- Record excerpts -
────────

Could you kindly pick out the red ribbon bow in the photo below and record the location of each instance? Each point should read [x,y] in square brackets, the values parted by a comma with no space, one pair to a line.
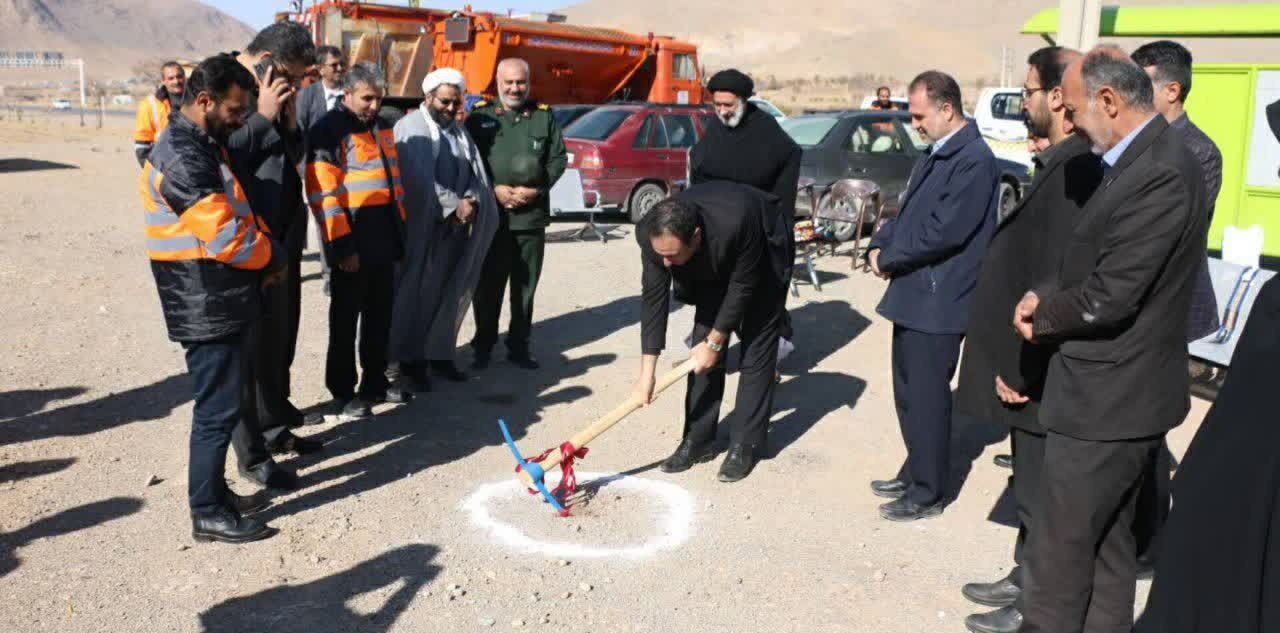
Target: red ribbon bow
[568,480]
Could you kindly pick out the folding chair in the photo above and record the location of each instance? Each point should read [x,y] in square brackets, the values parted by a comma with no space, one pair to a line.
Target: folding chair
[568,197]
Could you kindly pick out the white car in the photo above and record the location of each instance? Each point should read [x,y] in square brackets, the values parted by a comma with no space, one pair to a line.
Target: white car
[769,109]
[1000,114]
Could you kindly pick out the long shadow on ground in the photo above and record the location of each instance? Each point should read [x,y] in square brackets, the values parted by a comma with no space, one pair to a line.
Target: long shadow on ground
[63,523]
[150,402]
[321,605]
[457,420]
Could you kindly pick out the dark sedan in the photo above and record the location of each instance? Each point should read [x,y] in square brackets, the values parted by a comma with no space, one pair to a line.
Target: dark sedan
[877,146]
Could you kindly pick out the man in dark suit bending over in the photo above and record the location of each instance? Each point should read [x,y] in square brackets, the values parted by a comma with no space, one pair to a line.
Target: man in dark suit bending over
[720,243]
[1119,381]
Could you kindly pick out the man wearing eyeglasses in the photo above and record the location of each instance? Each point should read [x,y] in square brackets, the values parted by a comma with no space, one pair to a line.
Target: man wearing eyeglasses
[1001,375]
[451,215]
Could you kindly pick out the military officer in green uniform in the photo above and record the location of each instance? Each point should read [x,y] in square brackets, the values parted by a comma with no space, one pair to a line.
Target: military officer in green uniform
[525,155]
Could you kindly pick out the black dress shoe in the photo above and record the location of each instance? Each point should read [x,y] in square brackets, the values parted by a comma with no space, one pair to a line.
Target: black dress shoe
[1002,592]
[1002,620]
[356,409]
[737,464]
[248,504]
[288,443]
[525,361]
[904,509]
[888,489]
[269,475]
[686,455]
[228,527]
[312,418]
[448,371]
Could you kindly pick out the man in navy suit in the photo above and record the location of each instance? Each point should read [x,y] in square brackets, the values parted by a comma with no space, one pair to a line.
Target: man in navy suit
[931,253]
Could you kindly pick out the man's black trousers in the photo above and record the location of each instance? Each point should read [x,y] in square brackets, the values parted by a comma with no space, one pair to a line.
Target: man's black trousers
[216,372]
[758,338]
[273,339]
[359,299]
[1028,464]
[923,366]
[1080,564]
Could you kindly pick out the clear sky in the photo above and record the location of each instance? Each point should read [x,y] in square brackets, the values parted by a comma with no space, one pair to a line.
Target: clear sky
[259,13]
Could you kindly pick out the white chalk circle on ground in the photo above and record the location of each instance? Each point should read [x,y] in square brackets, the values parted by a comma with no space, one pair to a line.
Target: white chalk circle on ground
[673,524]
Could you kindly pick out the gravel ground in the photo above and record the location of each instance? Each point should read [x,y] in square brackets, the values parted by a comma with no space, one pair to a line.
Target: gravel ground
[95,411]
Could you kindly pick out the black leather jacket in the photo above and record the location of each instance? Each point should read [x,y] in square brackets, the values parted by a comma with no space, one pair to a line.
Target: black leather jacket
[206,292]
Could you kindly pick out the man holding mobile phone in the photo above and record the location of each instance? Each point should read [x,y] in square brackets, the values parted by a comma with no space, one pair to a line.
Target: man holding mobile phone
[265,155]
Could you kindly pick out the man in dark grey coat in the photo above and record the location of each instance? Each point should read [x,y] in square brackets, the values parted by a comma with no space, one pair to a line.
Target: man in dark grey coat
[931,253]
[1001,375]
[265,155]
[1118,381]
[1169,64]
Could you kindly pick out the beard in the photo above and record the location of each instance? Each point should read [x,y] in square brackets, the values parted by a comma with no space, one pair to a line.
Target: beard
[732,120]
[218,128]
[442,118]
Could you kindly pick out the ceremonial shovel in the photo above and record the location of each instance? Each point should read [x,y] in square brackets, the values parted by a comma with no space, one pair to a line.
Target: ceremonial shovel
[533,472]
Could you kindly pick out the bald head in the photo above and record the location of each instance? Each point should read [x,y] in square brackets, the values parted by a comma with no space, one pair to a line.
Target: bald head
[512,79]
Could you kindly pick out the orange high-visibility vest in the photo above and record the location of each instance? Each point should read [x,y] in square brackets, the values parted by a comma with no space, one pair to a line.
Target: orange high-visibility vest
[359,175]
[218,226]
[152,118]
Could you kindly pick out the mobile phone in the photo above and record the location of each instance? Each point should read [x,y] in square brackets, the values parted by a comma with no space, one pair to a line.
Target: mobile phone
[260,69]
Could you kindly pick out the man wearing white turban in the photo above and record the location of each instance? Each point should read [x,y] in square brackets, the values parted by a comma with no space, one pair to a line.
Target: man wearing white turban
[451,216]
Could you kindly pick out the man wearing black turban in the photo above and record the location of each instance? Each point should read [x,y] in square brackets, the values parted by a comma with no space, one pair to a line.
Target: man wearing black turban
[749,147]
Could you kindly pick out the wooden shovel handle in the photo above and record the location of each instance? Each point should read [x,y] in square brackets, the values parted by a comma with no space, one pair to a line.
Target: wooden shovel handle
[620,412]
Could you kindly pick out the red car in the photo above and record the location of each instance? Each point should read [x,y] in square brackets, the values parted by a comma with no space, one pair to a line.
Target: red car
[634,154]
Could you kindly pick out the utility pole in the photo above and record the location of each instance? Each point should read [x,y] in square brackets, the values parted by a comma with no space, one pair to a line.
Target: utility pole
[1078,22]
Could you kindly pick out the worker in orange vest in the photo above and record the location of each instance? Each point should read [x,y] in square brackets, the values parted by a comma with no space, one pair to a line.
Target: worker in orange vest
[210,255]
[353,186]
[154,110]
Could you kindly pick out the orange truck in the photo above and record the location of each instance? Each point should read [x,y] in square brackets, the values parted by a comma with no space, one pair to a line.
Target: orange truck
[570,64]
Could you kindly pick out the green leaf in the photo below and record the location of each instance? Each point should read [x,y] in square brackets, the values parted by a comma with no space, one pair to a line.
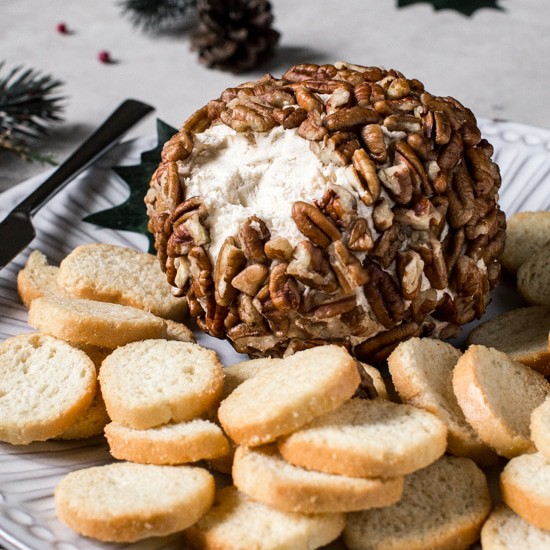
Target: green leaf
[467,7]
[131,215]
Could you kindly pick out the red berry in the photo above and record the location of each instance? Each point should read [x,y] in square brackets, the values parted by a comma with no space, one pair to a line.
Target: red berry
[104,56]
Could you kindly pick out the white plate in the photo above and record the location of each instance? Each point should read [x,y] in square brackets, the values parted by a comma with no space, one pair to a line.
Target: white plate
[28,474]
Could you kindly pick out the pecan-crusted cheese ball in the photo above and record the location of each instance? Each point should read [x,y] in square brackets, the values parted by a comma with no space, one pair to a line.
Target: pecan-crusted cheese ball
[337,204]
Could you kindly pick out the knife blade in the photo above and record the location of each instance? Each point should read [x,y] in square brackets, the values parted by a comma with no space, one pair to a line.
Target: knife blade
[17,230]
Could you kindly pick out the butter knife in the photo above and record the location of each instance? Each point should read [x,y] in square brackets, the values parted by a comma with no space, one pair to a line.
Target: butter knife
[17,229]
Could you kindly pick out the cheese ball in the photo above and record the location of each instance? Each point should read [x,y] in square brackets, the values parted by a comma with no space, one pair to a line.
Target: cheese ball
[338,204]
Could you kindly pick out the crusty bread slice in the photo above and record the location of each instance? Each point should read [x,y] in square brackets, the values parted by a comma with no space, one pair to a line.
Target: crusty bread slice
[442,508]
[505,530]
[178,443]
[422,373]
[127,502]
[37,278]
[282,398]
[367,438]
[236,522]
[526,234]
[497,396]
[525,488]
[111,273]
[101,324]
[154,382]
[45,386]
[540,428]
[521,333]
[533,279]
[266,477]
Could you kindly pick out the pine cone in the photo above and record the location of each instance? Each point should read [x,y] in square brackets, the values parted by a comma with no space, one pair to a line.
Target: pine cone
[234,35]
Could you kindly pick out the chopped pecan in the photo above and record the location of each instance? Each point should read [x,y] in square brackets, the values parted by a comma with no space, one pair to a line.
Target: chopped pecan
[278,248]
[409,268]
[383,295]
[359,238]
[283,289]
[251,279]
[310,267]
[373,137]
[313,224]
[349,271]
[382,215]
[377,349]
[229,263]
[351,117]
[366,168]
[252,236]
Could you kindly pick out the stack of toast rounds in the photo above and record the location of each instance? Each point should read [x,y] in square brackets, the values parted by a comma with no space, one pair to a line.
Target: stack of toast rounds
[299,452]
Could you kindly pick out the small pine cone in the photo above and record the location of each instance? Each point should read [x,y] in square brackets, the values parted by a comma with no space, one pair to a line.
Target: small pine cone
[234,35]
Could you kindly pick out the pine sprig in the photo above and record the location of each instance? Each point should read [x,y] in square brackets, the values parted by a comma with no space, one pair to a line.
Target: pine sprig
[29,103]
[153,14]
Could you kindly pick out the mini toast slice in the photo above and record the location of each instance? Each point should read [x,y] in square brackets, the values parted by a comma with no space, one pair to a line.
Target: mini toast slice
[177,443]
[422,373]
[111,273]
[284,397]
[443,506]
[525,488]
[45,386]
[520,333]
[266,477]
[367,438]
[540,428]
[127,502]
[236,522]
[505,530]
[81,321]
[497,396]
[154,382]
[526,234]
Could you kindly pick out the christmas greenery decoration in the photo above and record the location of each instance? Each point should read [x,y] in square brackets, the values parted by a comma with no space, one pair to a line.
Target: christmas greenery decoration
[153,14]
[234,35]
[28,105]
[131,214]
[467,7]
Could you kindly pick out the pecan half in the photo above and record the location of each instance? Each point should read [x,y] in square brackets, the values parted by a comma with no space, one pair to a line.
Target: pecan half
[313,224]
[383,295]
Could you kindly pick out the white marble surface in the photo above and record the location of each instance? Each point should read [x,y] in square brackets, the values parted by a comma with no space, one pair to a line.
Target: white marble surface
[495,62]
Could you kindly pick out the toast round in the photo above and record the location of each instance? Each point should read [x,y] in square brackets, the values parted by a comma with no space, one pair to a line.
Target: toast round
[169,444]
[521,333]
[367,438]
[533,279]
[497,396]
[526,234]
[540,428]
[111,273]
[154,382]
[37,278]
[100,324]
[442,508]
[45,386]
[422,373]
[266,477]
[282,398]
[505,530]
[525,488]
[236,522]
[127,502]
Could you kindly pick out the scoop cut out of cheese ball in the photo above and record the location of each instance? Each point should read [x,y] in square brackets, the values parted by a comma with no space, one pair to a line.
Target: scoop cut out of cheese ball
[337,204]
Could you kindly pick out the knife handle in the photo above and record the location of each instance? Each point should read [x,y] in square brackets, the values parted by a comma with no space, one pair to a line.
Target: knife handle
[106,136]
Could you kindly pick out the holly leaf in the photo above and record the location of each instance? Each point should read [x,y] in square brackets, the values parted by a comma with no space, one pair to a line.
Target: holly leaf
[467,7]
[131,215]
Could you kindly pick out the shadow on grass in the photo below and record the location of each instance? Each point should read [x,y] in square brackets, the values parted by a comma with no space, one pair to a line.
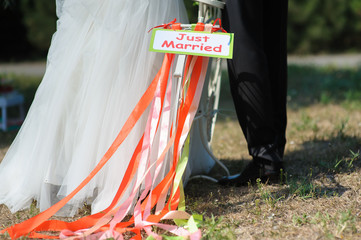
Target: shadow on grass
[310,173]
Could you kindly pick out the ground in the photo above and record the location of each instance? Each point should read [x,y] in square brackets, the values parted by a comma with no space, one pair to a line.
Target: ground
[319,195]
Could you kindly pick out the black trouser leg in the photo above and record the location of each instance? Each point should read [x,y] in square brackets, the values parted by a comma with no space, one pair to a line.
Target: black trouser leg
[258,72]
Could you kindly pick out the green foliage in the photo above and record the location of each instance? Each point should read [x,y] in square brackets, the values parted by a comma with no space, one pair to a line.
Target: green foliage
[325,85]
[316,26]
[40,21]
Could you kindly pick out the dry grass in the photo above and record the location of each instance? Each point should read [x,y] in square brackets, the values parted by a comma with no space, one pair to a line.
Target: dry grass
[320,194]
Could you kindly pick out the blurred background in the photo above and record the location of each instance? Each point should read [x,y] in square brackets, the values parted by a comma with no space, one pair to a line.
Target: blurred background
[314,27]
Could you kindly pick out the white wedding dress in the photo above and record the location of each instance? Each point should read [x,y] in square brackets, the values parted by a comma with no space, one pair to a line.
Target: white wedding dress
[98,68]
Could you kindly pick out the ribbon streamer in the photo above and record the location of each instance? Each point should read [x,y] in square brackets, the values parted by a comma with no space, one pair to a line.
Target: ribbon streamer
[141,170]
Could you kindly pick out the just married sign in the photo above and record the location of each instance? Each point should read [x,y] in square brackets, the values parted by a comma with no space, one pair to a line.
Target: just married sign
[192,43]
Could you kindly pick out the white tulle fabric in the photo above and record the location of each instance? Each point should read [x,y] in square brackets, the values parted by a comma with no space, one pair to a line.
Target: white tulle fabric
[98,68]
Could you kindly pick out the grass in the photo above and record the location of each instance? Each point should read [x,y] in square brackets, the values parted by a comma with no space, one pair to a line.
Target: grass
[319,195]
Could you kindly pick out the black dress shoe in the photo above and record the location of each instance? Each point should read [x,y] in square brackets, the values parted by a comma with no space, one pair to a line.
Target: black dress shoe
[257,168]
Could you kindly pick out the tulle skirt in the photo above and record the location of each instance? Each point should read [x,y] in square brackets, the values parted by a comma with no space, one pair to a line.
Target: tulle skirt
[98,68]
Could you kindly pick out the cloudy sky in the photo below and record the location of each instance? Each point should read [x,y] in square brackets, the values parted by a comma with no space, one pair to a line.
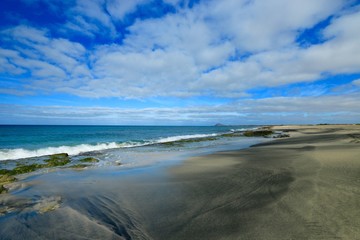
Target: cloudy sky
[179,62]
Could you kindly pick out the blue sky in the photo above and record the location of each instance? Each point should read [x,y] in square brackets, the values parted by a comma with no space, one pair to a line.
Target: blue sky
[178,62]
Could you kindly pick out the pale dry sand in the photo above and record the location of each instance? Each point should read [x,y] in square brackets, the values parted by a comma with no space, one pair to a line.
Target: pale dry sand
[303,187]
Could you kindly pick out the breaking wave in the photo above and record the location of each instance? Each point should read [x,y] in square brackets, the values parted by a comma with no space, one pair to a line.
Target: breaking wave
[18,153]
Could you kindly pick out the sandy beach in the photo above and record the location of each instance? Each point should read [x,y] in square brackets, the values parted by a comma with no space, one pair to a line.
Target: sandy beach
[306,186]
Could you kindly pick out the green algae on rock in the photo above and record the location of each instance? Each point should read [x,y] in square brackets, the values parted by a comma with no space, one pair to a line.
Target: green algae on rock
[89,160]
[56,160]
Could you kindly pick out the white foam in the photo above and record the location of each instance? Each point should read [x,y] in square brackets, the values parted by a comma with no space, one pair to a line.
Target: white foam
[18,153]
[11,154]
[183,137]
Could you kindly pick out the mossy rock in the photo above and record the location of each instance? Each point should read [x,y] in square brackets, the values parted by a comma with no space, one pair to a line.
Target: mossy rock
[21,169]
[79,166]
[258,133]
[3,189]
[56,160]
[89,160]
[4,171]
[4,179]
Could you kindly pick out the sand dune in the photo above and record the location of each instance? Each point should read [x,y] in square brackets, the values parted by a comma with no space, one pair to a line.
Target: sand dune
[303,187]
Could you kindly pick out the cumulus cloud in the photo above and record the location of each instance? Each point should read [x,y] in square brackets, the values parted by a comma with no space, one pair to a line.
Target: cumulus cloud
[219,48]
[329,109]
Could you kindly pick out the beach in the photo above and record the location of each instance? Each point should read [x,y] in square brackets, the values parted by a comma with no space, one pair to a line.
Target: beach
[306,186]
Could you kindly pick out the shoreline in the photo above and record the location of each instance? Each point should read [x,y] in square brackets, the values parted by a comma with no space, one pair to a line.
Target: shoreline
[302,187]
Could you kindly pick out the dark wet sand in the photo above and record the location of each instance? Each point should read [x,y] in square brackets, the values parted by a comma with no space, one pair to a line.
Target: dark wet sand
[303,187]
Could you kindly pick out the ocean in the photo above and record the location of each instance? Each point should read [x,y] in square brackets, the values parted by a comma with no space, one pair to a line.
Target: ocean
[128,145]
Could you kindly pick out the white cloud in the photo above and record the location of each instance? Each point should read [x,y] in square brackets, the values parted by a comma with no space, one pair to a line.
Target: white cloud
[330,109]
[188,53]
[118,9]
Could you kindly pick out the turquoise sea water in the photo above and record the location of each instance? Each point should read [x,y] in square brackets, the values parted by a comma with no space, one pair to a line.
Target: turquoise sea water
[113,142]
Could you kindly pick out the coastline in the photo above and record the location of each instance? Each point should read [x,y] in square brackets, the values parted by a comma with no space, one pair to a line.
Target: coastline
[302,187]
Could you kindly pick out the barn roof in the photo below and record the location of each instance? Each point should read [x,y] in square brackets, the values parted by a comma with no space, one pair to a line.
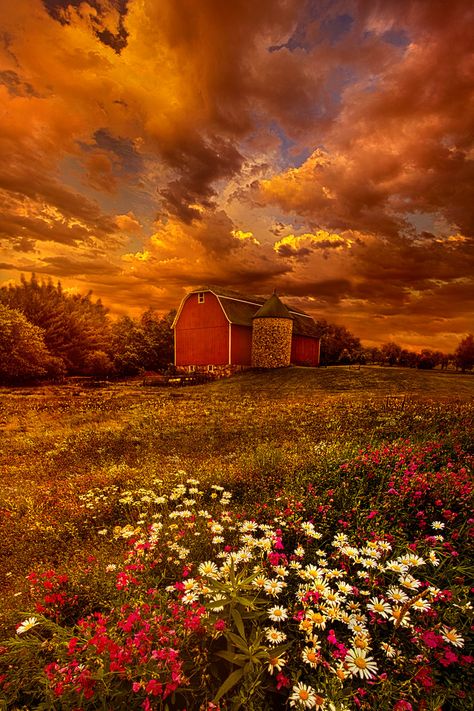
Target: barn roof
[240,310]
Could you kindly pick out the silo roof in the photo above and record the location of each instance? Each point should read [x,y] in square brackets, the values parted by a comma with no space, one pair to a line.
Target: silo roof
[273,308]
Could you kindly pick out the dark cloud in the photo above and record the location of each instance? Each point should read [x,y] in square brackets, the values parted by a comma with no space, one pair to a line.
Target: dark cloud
[97,12]
[212,132]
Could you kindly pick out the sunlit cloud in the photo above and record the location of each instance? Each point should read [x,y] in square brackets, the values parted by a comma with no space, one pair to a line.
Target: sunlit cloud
[324,149]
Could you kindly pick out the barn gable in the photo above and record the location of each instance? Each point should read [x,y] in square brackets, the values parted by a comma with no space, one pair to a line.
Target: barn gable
[213,327]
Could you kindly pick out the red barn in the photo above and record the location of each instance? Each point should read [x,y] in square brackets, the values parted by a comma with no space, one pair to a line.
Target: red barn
[213,330]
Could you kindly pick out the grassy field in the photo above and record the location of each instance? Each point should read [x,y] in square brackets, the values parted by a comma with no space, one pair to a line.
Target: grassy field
[78,463]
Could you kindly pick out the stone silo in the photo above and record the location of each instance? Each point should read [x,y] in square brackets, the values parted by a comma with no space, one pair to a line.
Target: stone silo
[272,329]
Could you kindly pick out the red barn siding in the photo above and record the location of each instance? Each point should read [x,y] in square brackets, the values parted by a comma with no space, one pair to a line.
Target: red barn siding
[202,333]
[241,345]
[305,350]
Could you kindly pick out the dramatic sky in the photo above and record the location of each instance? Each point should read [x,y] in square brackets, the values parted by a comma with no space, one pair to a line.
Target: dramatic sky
[320,147]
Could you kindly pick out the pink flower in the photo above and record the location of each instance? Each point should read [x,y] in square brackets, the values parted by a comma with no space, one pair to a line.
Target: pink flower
[403,705]
[431,639]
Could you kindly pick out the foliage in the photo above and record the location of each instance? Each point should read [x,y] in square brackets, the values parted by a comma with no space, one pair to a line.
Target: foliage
[23,353]
[320,560]
[338,345]
[74,326]
[464,354]
[142,344]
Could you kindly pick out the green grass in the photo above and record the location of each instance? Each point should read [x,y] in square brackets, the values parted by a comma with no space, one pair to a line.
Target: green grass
[78,462]
[59,442]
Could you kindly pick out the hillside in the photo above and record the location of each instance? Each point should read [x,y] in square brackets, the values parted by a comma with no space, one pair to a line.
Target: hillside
[333,380]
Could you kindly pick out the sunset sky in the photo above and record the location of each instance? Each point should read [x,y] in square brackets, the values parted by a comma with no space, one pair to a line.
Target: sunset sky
[322,148]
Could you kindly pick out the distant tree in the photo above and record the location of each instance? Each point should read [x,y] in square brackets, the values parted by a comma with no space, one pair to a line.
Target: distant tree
[427,360]
[142,344]
[464,353]
[391,353]
[74,326]
[408,359]
[336,341]
[374,355]
[23,352]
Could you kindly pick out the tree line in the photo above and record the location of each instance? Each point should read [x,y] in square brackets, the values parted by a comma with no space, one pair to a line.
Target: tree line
[340,347]
[46,332]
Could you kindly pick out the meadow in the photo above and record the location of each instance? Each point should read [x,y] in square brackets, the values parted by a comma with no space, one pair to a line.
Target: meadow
[292,539]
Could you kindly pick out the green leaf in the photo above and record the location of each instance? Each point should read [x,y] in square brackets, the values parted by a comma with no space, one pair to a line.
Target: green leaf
[228,684]
[238,622]
[231,657]
[238,641]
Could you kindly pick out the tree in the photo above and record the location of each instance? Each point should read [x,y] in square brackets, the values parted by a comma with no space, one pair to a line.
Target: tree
[464,353]
[336,343]
[74,326]
[23,352]
[142,344]
[391,353]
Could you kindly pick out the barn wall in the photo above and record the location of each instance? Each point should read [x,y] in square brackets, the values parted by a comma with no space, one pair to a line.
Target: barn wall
[201,333]
[241,345]
[305,350]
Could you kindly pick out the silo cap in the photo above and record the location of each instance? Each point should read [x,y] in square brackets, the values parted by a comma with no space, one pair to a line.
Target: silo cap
[273,308]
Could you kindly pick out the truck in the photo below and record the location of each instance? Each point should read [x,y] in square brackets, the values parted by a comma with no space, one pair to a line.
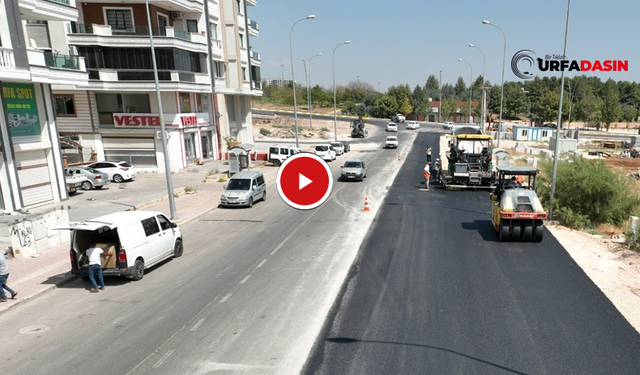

────────

- Task details -
How many lines of the records above contain the word "wearing"? Reply with the number alone.

- Result of this exercise -
6